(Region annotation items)

◇ ◇ ◇ ◇ ◇ ◇ ◇

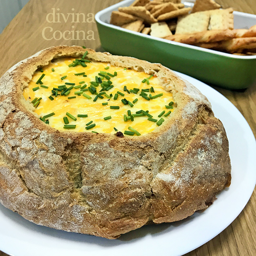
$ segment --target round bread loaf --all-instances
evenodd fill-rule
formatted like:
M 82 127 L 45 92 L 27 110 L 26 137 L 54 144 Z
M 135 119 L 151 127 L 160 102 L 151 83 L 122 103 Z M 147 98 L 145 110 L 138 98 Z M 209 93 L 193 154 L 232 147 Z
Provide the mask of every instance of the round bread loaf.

◇ ◇ ◇ ◇ ◇ ◇ ◇

— Task requirements —
All of the lines above should be retyped precisely, apart from the pictures.

— Solution —
$ segment --target round bread loaf --all-instances
evenodd fill-rule
formatted like:
M 82 127 L 45 92 L 27 110 L 26 137 L 54 144 Z
M 135 119 L 151 127 L 160 102 L 151 83 L 122 103 Z M 147 98 L 145 110 L 138 98 Z M 209 93 L 193 154 L 232 147 Z
Provide the mask of every instance of the round bread loaf.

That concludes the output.